The required output is the exact sequence of lines from the line holding "[mark] white curved" to the end of the records, inclusive.
┌────────
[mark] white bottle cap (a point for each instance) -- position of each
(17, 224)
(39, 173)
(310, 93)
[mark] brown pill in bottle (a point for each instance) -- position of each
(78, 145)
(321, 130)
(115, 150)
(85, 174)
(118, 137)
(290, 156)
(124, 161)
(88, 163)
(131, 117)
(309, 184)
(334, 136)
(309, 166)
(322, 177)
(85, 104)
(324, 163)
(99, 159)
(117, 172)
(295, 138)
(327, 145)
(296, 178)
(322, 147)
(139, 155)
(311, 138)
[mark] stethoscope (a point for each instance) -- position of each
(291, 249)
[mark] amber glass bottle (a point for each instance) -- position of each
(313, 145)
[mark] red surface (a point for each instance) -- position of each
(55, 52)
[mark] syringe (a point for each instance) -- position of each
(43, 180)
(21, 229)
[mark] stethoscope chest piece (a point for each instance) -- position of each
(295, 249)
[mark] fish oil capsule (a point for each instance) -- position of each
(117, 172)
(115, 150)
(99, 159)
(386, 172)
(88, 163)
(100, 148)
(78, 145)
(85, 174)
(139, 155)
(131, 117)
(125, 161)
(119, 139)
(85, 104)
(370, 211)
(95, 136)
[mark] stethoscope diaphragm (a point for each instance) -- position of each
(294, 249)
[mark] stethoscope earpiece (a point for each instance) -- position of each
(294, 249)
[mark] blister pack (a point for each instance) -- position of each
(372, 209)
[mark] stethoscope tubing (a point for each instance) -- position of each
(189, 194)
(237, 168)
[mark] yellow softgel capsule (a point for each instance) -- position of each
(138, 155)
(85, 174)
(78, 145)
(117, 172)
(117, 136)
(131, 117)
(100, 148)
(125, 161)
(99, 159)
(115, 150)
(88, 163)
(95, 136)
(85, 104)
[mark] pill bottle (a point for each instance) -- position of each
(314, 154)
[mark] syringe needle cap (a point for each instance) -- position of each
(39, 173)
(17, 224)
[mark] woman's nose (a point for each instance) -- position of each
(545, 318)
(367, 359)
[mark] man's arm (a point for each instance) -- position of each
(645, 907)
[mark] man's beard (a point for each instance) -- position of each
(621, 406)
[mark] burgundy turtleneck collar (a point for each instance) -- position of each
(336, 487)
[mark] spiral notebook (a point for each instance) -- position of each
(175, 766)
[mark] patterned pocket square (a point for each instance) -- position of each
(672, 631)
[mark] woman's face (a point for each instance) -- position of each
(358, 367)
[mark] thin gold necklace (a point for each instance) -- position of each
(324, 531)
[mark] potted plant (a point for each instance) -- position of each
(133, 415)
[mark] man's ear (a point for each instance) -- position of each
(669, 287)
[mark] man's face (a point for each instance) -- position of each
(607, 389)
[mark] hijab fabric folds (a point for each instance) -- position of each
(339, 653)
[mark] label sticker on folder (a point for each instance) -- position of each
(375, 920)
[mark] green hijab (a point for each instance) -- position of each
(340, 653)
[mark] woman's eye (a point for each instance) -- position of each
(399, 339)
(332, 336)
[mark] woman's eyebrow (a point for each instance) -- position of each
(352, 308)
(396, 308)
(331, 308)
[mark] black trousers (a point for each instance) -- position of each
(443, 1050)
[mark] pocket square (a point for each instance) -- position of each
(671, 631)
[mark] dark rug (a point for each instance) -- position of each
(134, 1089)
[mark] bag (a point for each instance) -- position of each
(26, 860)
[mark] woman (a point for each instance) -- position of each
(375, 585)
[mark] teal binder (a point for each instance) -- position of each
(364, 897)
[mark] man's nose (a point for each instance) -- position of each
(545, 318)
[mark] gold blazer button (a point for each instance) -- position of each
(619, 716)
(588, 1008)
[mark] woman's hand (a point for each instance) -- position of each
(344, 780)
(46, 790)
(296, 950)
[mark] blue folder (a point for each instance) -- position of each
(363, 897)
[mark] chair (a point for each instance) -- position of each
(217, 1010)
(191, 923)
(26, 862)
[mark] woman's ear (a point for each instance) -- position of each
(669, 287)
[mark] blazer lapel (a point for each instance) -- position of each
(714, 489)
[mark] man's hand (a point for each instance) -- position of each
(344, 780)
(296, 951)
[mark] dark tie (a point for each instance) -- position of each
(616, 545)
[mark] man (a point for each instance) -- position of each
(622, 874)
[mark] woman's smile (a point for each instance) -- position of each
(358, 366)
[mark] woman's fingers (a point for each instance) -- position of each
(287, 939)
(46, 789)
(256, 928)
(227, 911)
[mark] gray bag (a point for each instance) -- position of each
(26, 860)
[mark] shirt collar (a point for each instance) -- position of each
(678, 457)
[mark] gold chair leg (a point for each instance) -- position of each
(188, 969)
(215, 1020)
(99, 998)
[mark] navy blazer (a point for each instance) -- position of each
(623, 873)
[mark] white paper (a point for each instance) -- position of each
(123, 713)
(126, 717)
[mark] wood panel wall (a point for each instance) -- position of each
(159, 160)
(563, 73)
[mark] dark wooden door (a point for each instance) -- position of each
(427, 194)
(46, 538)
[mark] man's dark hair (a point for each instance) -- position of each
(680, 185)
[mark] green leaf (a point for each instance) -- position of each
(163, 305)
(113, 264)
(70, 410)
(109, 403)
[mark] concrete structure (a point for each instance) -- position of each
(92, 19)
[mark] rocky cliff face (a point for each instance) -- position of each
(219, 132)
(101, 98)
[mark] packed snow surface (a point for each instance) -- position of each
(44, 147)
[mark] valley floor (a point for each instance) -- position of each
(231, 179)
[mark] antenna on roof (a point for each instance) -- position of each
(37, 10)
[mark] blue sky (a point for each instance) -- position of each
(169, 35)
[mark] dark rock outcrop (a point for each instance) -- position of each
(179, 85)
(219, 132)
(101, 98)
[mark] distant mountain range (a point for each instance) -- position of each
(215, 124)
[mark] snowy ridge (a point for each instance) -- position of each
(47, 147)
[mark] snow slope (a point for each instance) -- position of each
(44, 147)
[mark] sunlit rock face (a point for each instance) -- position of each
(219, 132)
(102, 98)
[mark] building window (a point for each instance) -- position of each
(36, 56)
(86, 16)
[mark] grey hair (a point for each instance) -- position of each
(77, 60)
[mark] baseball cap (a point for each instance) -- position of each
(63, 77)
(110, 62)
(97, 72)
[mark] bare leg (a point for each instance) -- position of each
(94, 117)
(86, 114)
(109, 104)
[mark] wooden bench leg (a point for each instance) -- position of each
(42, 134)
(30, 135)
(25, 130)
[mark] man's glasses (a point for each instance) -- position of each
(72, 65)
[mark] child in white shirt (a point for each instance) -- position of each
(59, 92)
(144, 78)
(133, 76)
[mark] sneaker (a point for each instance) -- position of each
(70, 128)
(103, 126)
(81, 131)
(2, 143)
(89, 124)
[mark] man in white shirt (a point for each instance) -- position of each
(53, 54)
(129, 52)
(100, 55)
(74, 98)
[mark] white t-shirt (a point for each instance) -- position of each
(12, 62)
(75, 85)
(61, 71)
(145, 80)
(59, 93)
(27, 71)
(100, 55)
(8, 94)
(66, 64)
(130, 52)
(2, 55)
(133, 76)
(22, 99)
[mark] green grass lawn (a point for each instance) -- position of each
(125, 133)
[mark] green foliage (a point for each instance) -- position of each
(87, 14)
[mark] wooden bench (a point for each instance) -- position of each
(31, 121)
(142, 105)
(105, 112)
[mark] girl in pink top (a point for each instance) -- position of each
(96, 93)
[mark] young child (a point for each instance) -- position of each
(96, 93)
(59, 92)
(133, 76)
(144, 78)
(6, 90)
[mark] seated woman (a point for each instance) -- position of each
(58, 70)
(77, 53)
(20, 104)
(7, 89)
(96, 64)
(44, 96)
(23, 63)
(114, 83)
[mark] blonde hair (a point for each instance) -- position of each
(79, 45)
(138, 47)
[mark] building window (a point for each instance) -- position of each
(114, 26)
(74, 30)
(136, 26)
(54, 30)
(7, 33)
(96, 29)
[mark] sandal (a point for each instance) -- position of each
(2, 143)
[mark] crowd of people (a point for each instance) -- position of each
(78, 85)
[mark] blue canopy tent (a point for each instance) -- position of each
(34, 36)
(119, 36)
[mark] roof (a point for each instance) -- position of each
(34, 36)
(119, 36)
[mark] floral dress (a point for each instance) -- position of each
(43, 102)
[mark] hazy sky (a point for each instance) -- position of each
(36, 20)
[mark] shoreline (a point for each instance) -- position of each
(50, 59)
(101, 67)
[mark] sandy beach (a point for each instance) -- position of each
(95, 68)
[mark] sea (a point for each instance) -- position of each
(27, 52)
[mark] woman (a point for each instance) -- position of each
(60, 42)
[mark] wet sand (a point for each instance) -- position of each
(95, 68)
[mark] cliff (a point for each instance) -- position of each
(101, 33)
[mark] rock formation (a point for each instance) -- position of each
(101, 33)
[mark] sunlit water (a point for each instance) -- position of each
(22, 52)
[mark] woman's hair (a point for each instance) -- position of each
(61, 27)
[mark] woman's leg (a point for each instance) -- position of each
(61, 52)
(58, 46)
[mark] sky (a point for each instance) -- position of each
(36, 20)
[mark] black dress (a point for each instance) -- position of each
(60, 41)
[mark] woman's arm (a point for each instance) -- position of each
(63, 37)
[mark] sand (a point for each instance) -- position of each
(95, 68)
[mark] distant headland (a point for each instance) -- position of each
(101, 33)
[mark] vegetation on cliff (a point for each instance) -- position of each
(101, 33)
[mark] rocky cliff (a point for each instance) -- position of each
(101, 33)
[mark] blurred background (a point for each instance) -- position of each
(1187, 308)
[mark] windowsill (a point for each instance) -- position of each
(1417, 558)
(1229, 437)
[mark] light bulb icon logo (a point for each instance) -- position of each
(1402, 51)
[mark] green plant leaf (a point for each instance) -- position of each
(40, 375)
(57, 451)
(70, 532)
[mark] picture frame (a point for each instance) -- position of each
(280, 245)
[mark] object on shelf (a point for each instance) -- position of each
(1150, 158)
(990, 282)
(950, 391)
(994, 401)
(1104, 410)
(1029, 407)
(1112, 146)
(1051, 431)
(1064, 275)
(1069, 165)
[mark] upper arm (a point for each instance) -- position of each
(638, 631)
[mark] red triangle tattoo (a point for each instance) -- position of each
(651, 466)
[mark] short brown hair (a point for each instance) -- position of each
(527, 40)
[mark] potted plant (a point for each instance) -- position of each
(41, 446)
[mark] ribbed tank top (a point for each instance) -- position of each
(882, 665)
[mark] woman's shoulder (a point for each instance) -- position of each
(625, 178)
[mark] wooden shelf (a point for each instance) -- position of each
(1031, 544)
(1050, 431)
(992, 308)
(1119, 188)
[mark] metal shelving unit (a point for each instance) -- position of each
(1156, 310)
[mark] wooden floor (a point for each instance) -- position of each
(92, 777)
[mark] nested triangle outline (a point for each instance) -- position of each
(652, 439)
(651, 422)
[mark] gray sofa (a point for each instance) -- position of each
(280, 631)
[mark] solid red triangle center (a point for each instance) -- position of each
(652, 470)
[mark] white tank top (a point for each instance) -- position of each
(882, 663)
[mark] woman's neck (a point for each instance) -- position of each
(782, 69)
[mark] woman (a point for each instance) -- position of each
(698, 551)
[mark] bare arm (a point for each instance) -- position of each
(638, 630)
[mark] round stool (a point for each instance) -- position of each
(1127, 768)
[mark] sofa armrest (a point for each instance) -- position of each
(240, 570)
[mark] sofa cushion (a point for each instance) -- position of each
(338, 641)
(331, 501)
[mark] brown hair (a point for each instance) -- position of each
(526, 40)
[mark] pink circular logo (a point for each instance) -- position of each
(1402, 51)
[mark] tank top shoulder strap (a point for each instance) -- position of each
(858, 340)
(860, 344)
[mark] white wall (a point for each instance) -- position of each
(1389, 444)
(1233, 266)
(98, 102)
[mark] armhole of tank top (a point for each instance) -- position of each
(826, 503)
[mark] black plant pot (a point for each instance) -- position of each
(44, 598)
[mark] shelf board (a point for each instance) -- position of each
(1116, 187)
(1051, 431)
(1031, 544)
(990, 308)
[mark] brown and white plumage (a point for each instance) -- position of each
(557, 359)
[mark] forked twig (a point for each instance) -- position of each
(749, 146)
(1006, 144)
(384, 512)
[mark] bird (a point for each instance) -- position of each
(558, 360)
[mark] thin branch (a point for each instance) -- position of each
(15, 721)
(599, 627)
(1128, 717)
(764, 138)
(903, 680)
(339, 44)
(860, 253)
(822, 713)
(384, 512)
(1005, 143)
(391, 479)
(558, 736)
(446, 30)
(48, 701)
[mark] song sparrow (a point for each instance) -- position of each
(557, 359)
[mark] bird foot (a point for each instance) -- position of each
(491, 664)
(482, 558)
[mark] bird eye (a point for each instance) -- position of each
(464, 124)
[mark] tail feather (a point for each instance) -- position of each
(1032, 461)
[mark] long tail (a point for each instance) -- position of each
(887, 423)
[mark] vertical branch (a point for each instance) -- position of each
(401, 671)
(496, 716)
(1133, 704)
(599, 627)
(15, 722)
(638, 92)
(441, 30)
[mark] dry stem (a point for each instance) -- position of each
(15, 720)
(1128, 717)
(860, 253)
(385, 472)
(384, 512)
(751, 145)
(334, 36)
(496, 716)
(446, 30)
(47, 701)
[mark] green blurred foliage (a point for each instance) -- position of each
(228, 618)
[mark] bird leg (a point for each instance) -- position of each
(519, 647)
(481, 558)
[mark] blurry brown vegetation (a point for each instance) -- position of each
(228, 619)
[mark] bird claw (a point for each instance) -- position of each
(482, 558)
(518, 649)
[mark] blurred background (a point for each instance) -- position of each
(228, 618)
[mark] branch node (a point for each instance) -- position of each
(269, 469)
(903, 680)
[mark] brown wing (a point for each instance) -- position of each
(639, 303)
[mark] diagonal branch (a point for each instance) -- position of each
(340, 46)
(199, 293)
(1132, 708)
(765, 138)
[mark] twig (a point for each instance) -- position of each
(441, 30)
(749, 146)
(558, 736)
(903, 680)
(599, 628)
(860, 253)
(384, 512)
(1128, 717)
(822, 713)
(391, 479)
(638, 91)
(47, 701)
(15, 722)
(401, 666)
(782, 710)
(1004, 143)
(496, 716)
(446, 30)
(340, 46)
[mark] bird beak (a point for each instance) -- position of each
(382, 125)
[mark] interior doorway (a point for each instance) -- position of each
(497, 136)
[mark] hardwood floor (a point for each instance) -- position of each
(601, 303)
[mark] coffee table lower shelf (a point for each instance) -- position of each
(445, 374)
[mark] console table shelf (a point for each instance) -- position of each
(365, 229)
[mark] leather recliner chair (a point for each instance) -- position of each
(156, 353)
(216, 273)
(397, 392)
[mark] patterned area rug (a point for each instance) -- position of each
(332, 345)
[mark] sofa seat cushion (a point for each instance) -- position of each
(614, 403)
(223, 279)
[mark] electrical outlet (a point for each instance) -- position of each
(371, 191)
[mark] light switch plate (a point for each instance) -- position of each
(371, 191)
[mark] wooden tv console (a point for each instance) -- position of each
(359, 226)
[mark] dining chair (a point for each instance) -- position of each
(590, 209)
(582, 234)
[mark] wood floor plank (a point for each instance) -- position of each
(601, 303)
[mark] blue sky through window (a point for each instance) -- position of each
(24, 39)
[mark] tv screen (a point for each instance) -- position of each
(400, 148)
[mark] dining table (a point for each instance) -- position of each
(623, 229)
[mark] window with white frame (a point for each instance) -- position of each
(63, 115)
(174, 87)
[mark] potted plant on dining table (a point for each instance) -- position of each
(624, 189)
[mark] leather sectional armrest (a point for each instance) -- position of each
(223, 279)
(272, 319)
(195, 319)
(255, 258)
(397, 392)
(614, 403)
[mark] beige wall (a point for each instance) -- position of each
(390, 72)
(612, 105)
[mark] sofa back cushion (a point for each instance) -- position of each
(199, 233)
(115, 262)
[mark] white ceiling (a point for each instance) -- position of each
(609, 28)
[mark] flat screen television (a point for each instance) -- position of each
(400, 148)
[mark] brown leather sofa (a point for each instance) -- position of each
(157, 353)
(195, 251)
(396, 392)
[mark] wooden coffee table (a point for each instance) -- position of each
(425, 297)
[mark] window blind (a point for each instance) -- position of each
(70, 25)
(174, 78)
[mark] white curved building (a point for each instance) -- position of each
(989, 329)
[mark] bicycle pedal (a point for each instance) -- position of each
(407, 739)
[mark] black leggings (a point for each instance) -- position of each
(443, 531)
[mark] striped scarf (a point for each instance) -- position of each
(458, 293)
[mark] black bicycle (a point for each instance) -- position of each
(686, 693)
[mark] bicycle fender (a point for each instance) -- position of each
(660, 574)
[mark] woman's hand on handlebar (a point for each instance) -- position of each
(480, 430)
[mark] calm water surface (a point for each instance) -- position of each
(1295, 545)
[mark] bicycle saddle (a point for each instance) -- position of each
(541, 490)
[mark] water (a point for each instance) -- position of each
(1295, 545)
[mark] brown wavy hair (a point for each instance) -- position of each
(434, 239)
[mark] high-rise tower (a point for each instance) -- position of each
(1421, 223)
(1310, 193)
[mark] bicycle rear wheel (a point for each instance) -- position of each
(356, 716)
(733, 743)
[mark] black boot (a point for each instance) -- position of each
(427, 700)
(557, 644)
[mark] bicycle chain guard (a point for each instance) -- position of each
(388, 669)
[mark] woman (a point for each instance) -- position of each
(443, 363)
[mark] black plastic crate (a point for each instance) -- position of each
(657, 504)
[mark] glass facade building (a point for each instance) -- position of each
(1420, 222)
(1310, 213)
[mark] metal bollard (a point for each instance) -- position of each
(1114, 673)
└────────
* Result for this task:
[mark] white curved building (a point for each instance) -- position of each
(989, 329)
[mark] bicycle pedal (a point for each instance) -- position of each
(407, 739)
[mark] black leggings (a point for each instance) -- position of each
(443, 531)
[mark] striped scarf (a point for each instance) -- position of each
(458, 293)
[mark] black bicycle (a point for each instance) -- position of each
(686, 693)
[mark] bicycle fender (a point for each instance) -- position of each
(660, 574)
[mark] woman's hand on handlebar (a point for each instance) -- position of each
(480, 430)
[mark] calm water surface (a point for each instance) -- position of each
(1295, 545)
[mark] bicycle saddle (a point for each instance) -- position of each
(541, 490)
[mark] water (a point for each instance) -- position of each
(1295, 545)
[mark] brown wavy hair (a point for each instance) -- position of each
(434, 239)
[mark] high-rise tower (a point for each instance) -- position of each
(1421, 223)
(1310, 193)
[mark] bicycle rear wheel (a point for each instance) -- position of each
(356, 716)
(733, 743)
[mark] black boot (a point for each instance) -- position of each
(427, 700)
(557, 644)
[mark] bicycle chain guard (a point for each instance) -- position of each
(388, 669)
[mark] woman (a point for each instance) -- position of each
(443, 363)
[mark] black plastic crate (a point for each instance) -- position of each
(657, 504)
[mark] glass facade building (a point for each instance) -- position of each
(1420, 222)
(1310, 213)
[mark] metal bollard (a point for each instance) -- position of each
(1114, 673)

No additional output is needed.